[Entries drawn from a collection]
-=-=-=-=-

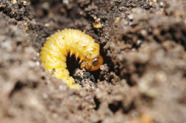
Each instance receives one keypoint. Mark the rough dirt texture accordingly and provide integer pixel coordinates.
(143, 79)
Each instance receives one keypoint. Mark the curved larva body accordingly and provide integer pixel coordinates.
(54, 53)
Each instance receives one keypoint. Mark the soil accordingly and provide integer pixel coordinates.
(143, 79)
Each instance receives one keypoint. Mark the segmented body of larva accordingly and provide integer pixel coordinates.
(54, 53)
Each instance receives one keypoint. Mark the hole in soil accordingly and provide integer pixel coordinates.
(97, 102)
(18, 86)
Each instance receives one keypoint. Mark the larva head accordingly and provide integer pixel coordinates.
(93, 64)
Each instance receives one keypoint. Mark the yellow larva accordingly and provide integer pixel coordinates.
(54, 53)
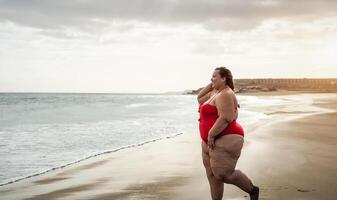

-=-=-=-=-

Reproduce every one of the records above word for word, omitting the pictures.

Each instance receives one keypoint. Mark the rough dirt texture accordingly and provide integer pixel coordinates.
(143, 79)
Each instance receives one keypoint. Mark the curved larva body accordingly and provide integer pixel coordinates.
(54, 53)
Each instance receives one keypoint. Mark the soil accordingly and provide integer pixel coordinates.
(143, 79)
Each instance receives one keypoint. Mark the segmented body of larva accordingly and provide integer pixel coordinates.
(54, 53)
Each instance receives one keypoint. Mark the hole in soil accordingly and provide integer pixel coordinates.
(97, 102)
(18, 86)
Each instance receives one keypoint. Mark the larva head accordingly and provide integer pixel coordinates.
(93, 64)
Each instance receives one keypoint. Mark the yellow larva accordingly and provide integer pixel coordinates.
(54, 53)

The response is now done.